In Skandinavien gehört Metal zum Kulturgut. Die Künstler dort sind hoch angesehen, ähnlich wie bei uns Popmusiker. Unter anderem wegen der Musik reisen wir auch gern in diese Länder. Wir waren bereits zusammen auf dem Metal-Festival in Oslo, und ich freue mich schon jetzt wieder auf das nächste Oration-Festival in Reykjavík.

Allerdings muss bei uns nicht alles laut und martialisch sein, wir mögen auch die leiseren Töne. Gleich zweimal waren wir in einem Konzert von Leonard Cohen. Als wir ihn im Juli 2013 in Berlin sahen, wussten wir beide intuitiv, dass wir wohl zum letzten Mal „Suzanne“, „I’m your Man“ und sein wunderbares „Hallelujah“ live von ihm gesungen gehört hatten.

Über Anna

„Ich hatte an diesem Tag einen kleinen Spaziergang durch den Tiergarten gemacht und mir auf dem Flohmarkt nicht nur die Antiquitäten angeschaut, sondern vor allem auch die Menschen. Das liebe ich.

Anna fiel mir sofort auf. Sie stach aus der Menschenmasse, die über den Flohmarkt spazierte: lange weiße Haare, dazu ein farbenfrohes Outfit mit coolem Rock und Mantel. Mir fiel natürlich auch ihre schöne, schlanke Figur auf, die von ihrer Kleidung perfekt betont wurde.

· · · · ·

## Zu erledigende Aufgaben
a) Nenne alle Liedtitel, die im Textauszug vorkommen.
b) Überarbeite den Teil des Textauszugs, der bei „In Skandinavien gehört“ beginnt und bei „Das liebe ich.“ endet, und gib ihn wieder, wobei du „Oslo“ durch „Helsinki“ ersetzt.

## Angezeigte Informationen
· · · · ·

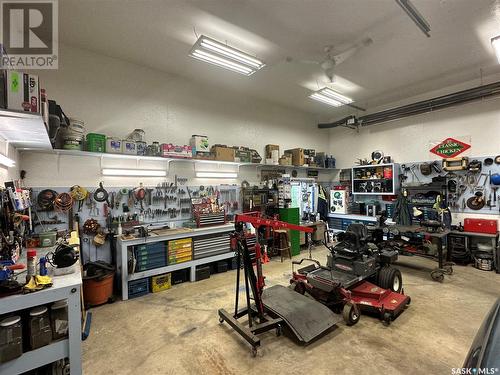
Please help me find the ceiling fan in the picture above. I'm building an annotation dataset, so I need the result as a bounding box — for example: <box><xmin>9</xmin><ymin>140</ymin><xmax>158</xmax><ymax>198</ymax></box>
<box><xmin>286</xmin><ymin>38</ymin><xmax>373</xmax><ymax>83</ymax></box>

· · · · ·

## Die Lösungen
a) „Suzanne“, „I’m your Man“, „Hallelujah“

b)
In Skandinavien gehört Metal zum Kulturgut. Die Künstler dort sind hoch angesehen, ähnlich wie bei uns Popmusiker. Unter anderem wegen der Musik reisen wir auch gern in diese Länder. Wir waren bereits zusammen auf dem Metal-Festival in Helsinki, und ich freue mich schon jetzt wieder auf das nächste Oration-Festival in Reykjavík.

Allerdings muss bei uns nicht alles laut und martialisch sein, wir mögen auch die leiseren Töne. Gleich zweimal waren wir in einem Konzert von Leonard Cohen. Als wir ihn im Juli 2013 in Berlin sahen, wussten wir beide intuitiv, dass wir wohl zum letzten Mal „Suzanne“, „I’m your Man“ und sein wunderbares „Hallelujah“ live von ihm gesungen gehört hatten.

Über Anna

„Ich hatte an diesem Tag einen kleinen Spaziergang durch den Tiergarten gemacht und mir auf dem Flohmarkt nicht nur die Antiquitäten angeschaut, sondern vor allem auch die Menschen. Das liebe ich.